What to work on:
Word for word, restate the listing; omit the pictures.

The records:
>>>>>

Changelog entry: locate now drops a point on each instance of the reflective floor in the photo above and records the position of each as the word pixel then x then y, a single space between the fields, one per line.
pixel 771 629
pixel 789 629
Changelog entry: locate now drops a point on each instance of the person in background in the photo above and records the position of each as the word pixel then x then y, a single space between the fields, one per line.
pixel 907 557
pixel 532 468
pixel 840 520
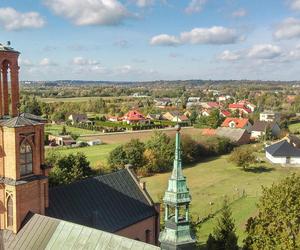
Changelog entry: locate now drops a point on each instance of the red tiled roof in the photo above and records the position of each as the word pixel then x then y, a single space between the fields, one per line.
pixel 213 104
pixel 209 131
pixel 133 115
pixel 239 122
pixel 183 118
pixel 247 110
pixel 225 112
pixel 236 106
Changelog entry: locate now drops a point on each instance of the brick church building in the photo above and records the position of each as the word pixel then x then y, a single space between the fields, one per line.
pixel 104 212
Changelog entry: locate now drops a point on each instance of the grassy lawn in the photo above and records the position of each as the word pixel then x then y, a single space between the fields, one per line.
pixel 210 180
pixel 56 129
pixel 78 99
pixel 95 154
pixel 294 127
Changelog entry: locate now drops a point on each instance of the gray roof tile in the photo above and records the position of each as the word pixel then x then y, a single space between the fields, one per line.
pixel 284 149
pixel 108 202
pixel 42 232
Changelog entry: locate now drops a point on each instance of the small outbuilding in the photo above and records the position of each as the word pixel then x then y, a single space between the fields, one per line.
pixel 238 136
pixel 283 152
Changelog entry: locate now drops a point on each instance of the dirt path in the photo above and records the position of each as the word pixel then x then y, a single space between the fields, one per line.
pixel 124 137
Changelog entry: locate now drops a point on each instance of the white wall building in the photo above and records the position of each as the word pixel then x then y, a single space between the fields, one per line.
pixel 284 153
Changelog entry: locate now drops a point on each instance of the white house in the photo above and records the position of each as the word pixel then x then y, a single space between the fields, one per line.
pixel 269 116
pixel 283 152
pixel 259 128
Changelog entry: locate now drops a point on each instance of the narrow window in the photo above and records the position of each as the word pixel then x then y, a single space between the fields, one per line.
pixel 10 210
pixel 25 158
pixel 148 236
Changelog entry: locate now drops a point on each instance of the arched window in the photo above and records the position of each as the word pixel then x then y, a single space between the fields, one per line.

<<<<<

Result:
Changelog entry: locate now drops a point on each instance of the reflective floor in the photo above and records the position of each as the word pixel then x then y, a single space between the fields, one per line.
pixel 771 629
pixel 789 629
Changelog entry: locate now drops a point on each instance of the person in background in the photo above and records the position of each as the word pixel then x then y, a single space between the fields, one per line.
pixel 907 557
pixel 532 468
pixel 840 520
Changelog entry: locate now drops a point on each instance of the red tiled roof in the photo above and records the position of each as the word pixel then x then y, a single space between the fields, one per line.
pixel 213 104
pixel 209 131
pixel 133 115
pixel 239 122
pixel 183 118
pixel 247 110
pixel 225 112
pixel 236 106
Changelog entry: locate now drops a point on each instance of the brick church building in the photo above and records the position of each as the word pixel then x then y, a single space between the fields, one per line.
pixel 104 212
Changelog entry: locate now drops a point on each instance of the grassy lawn in the photo above and records the position of each as the word pixel then x then y, a single space between the fields, one per line.
pixel 210 180
pixel 56 129
pixel 78 99
pixel 95 154
pixel 294 127
Changelog entry: locate now drops a point on each instance of the gray roof tile in the photo above and records the position of each as the word pixel then x then y, a single space between the fields, one per line.
pixel 284 149
pixel 108 202
pixel 42 232
Changelog entry: locate now drops a point on each instance of the small outbuilding in the photo above and records the position of each as the word pixel then x then y, a single space between the fields, one per line.
pixel 238 136
pixel 283 152
Changelog entry: locate now drops a point on each instance of the dirt path in the photo above and records the position of each as the word pixel then x then y, a single space between the fields, one per line.
pixel 124 137
Changelog entry: locate now drops a point on each instance of the white wall building in the photo above and records the position of each as the word pixel then x then y, a single space between the fields, one per line.
pixel 284 153
Changelog entry: locate now drops a point on each instance of the white house in the photo above and records the position of each as the word pixel then x then y, a single space between the fields, one per line.
pixel 269 116
pixel 283 152
pixel 259 128
Changelog entry: locate now drops a point on each instance of the narrow window in the photo above and records the position of each as the word pixel then x then y, a single space between the fields, one per line.
pixel 10 210
pixel 25 158
pixel 148 236
Changelog entry: locate now drops a point on each instance of the arched window in the photo above and records the position of each as the word pixel then x then y, a single space between the fields, one per line.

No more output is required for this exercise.